===== Trecho do documento

Marcha Zumbi +10

Espaço para divulgação da Marcha Zumbi +10, que ocorrerá no dia 16 de novembro de 2005, junto aos meios de comunicação, militância, mundo acadêmico entre outros.

11.03.2005

Entrevista - Humberto Adami

Humberto Adami, presidente do Instituto de Advocacia Racial e Ambiental (Iara), do Rio de Janeiro, tem se destacado como advogado atuante na defesa dos direitos dos negros brasileiros. Juntamente com um conjunto de organizações, Adami, impetrou ação junto ao Supremo Tribunal Federal favorável à política de cotas nas universidades. Crítico do Governo Federal, Humberto Adami vem pautando suas falas na denúncia de um "aparelhamento do Estado por parte do PT", denúncia esta que torna-se visível com o apoio declarado do diretório do PT à Marcha do dia 22 de novembro.


1) Adami, qual sua posição com relação à Marcha do dia 16 e a do dia 22?


Na foto do primeiro Jornal Irohin, há o retrato da primeira reunião sobre o assunto.

Fui convidado a fazer uma exposição sobre os caminhos jurídicos pelo qual enveredara no âmbito da ação afirmativa, e que estavam ainda em elaboração. Na época, só se falava na MARCHA.

Não havia essa idéia da CONTRA MARCHA, do dia 22.

Tempos depois soube que, gestada na Seppir, era uma tentativa de dividir o Movimento Negro, porque se temia que a Marcha, com 200 mil negros e negras, se tornasse uma passeata de protesto contra o Governo Federal, e contra o racismo.

Achei este raciocínio muito canhestro, porque mau ou bem, o Governo Federal, ou mesmo o Governo Lula, não poderia ser responsabilizado pelo racismo existente no País.

Assim acho que de uma idéia completamente estabanada, e por todos os pontos de vista históricos, desastrada, de onde nasceu essa divisão sabe-se lá para que.

Mas, no fundo, isto tem constituído uma forma deliberada de funcionar.

==========
===== Dados apresentados

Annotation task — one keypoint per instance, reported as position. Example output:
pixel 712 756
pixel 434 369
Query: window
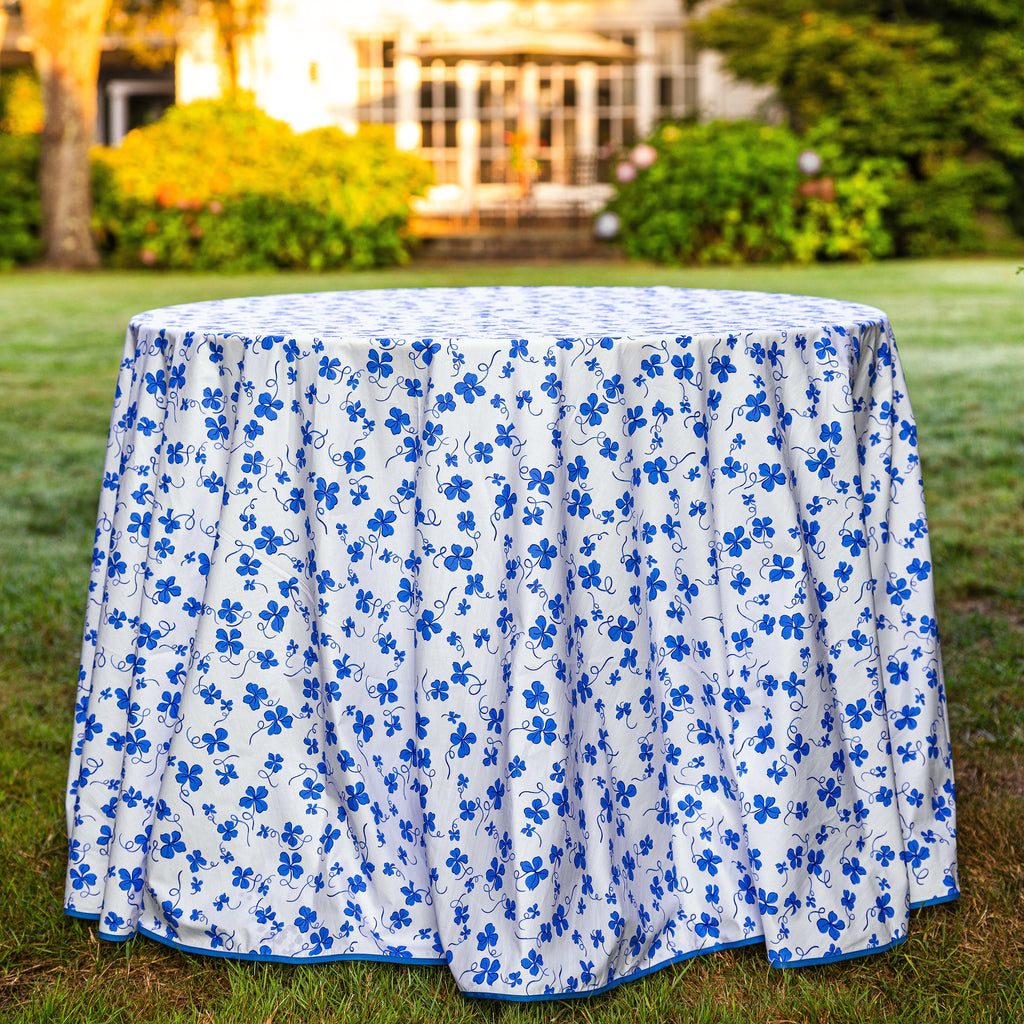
pixel 438 117
pixel 377 84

==========

#### Requisitos da tarefa:
Transcreva sem alterações a parte da entrevista sobre a Marcha Zumbi +10 que começa nas palavras "Na foto do primeiro" e termina depois de "falava na MARCHA.".

#### Solução:
Na foto do primeiro Jornal Irohin, há o retrato da primeira reunião sobre o assunto.

Fui convidado a fazer uma exposição sobre os caminhos jurídicos pelo qual enveredara no âmbito da ação afirmativa, e que estavam ainda em elaboração. Na época, só se falava na MARCHA.